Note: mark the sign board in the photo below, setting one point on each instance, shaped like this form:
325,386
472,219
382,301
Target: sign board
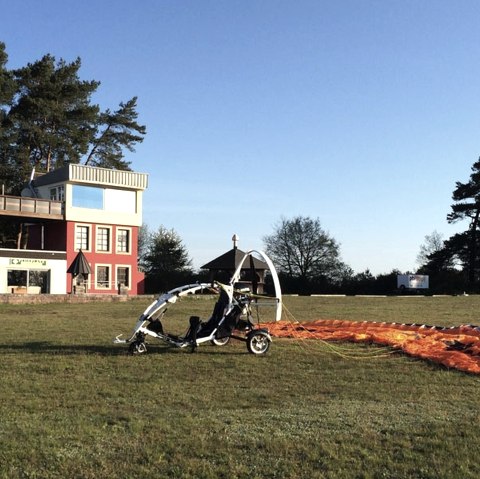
27,262
412,281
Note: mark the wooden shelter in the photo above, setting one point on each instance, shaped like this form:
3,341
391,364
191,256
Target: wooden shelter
223,267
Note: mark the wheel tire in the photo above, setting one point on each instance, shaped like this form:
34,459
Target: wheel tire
258,342
137,348
221,341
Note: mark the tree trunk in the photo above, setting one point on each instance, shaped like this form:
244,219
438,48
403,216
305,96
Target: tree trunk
473,249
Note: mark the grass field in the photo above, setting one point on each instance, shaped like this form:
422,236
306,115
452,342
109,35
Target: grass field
74,405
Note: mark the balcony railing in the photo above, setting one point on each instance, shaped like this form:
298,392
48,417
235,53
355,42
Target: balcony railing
30,207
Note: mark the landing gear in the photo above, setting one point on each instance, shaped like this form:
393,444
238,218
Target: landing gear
220,341
138,346
258,342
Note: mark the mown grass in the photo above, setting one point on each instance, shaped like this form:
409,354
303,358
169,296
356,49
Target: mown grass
75,405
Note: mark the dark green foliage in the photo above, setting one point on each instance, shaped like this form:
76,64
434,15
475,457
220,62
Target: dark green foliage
48,120
165,261
305,254
466,197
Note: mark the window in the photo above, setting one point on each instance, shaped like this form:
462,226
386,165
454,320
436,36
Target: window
57,193
123,240
82,237
103,238
123,273
103,276
87,197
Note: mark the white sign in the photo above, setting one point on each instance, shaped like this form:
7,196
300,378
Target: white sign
27,262
412,281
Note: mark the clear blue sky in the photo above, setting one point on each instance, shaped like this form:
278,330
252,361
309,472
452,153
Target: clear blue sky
361,113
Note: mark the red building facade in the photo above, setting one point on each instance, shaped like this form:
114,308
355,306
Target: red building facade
102,213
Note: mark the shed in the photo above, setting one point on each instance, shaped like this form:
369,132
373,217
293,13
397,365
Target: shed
223,267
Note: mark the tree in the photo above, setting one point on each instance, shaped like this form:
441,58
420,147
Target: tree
166,261
466,197
48,120
432,244
300,248
144,244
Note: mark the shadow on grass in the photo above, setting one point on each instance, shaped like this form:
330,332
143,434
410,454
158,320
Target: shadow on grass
45,347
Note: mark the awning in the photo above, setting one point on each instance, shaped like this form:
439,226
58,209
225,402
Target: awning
79,265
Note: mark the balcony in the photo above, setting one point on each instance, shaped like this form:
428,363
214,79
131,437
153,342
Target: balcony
30,208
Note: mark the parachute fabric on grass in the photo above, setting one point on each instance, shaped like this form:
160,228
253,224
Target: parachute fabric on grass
456,347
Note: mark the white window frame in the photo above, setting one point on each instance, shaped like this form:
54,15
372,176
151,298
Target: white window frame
123,228
109,249
109,285
57,193
89,239
129,267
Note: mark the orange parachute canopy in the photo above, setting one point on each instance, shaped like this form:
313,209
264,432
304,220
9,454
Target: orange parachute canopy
456,347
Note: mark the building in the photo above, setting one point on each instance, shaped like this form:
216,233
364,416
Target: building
76,210
252,272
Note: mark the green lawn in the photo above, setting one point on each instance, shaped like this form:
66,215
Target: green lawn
74,405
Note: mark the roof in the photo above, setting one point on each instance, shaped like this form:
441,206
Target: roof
231,259
92,175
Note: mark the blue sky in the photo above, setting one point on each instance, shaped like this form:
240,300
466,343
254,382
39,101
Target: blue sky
361,113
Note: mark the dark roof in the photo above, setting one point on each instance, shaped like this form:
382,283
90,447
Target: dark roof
231,259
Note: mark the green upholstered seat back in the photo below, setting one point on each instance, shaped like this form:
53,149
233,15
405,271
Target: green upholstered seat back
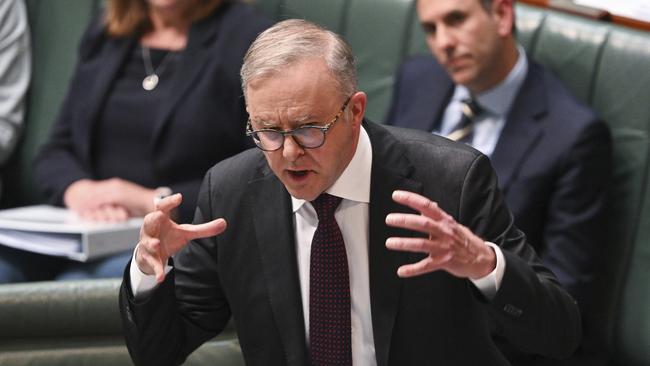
605,66
608,67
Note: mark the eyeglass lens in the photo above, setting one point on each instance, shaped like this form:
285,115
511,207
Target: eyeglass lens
306,136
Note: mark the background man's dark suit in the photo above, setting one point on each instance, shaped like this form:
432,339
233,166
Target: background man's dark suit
552,160
201,122
250,270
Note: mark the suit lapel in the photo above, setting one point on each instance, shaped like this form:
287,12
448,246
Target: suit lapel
104,71
273,225
192,63
523,129
390,171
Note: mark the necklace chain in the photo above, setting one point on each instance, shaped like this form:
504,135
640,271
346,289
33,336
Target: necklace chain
153,75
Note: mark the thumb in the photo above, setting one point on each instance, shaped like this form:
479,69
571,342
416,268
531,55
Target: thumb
212,228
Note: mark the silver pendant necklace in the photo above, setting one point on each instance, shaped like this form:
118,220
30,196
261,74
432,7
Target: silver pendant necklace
150,82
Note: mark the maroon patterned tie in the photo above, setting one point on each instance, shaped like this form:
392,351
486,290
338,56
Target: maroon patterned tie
329,290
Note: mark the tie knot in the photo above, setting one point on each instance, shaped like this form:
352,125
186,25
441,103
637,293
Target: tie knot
325,205
471,108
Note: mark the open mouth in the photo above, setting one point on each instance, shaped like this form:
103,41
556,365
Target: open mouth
298,173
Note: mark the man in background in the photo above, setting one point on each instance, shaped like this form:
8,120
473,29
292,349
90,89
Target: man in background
551,153
347,242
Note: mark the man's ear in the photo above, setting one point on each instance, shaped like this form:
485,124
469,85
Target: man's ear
357,107
504,14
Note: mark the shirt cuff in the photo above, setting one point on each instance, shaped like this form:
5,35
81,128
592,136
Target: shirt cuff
489,285
142,284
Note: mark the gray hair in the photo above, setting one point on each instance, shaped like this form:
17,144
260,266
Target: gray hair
294,40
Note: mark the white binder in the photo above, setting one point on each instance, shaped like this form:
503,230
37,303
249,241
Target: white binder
59,232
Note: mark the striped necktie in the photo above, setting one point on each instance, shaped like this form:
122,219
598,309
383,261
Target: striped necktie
330,329
464,129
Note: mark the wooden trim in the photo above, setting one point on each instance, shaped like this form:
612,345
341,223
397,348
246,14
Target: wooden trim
569,7
630,22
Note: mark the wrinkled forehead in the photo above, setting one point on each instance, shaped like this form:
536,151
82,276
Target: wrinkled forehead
307,85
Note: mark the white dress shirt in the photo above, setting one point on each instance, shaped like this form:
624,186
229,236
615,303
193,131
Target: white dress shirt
496,103
354,187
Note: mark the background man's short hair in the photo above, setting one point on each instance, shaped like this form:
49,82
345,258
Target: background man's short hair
291,41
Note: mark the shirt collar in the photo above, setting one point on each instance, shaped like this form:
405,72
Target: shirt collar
499,99
354,183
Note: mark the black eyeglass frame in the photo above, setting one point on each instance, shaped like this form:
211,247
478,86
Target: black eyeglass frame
250,132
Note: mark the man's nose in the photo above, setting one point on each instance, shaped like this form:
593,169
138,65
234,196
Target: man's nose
291,150
445,40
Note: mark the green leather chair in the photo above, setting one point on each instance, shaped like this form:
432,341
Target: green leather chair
605,65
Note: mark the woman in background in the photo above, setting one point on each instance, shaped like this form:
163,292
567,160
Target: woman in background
155,101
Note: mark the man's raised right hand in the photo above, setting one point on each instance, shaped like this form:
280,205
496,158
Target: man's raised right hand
160,237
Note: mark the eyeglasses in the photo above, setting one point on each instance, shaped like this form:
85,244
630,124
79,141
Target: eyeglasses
308,136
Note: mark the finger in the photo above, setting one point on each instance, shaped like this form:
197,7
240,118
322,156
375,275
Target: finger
167,204
420,204
417,245
419,223
212,228
426,265
159,270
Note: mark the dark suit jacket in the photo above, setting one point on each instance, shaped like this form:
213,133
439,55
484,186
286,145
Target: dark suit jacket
250,271
553,160
202,122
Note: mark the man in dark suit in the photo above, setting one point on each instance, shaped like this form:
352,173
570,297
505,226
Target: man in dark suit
551,153
347,242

*Direction*
Repeat exactly the lines above, starting with the line that contains "Note: mark the eyeglasses" and ending with the last line, both included, and nothing else.

*Output of the task*
Note: mark the eyeglasses in the photo above, setting one point on each instance, shaped like this form:
85,244
630,124
79,141
Target: eyeglasses
308,136
Note: mark the finger in the photo above, setting one point on each instance, shaped like this form:
197,7
240,118
322,156
375,275
Target: finger
167,204
420,204
417,245
419,223
212,228
426,265
159,270
Note: mark the dark suit jacket in the photo above, setting one point on each instance, shaped like this form:
213,133
439,55
484,186
286,145
Target: dark suit jacket
250,271
553,160
202,122
Note: mark the man in dark suit in the photo above, setting one point on each instance, shaped like this form:
352,173
570,297
505,226
Target: man in dark suit
551,153
347,242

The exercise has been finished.